Work instructions:
Take the data below and filter it for lines containing the word "tree"; show each line found.

%%

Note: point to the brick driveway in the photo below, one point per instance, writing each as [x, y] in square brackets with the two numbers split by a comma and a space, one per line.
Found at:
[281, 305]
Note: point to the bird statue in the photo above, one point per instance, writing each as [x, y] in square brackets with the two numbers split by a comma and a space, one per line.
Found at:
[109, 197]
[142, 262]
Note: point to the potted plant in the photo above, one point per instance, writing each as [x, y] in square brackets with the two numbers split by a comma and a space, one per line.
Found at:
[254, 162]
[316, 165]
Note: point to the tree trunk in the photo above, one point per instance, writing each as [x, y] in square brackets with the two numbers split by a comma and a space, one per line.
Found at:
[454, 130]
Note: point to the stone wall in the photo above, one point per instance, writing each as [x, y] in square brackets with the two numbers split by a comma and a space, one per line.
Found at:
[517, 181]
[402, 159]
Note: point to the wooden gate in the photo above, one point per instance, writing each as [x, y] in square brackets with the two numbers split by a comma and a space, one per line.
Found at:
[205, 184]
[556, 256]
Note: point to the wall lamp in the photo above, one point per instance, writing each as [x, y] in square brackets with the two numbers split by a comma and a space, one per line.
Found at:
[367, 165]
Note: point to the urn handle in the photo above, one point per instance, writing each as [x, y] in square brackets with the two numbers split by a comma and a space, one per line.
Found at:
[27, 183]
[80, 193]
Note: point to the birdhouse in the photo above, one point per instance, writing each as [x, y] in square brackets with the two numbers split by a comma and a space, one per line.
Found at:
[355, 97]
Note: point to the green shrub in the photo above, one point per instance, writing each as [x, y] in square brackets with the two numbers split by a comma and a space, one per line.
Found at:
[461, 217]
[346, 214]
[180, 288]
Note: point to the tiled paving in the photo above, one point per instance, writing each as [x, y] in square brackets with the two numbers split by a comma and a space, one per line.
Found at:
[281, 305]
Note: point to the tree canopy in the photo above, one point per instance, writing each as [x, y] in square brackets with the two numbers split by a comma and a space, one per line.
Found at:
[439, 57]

%%

Exercise solution:
Note: point to the tree trunk in the photo above, one point per instance, writing each as [x, y] in square brackets with the two numbers split by a comma and a space, one per line.
Note: point to the tree canopy in the photo above, one point per instance, writing each as [x, y] in square brackets with the two numbers split by a comma and a space, one per line.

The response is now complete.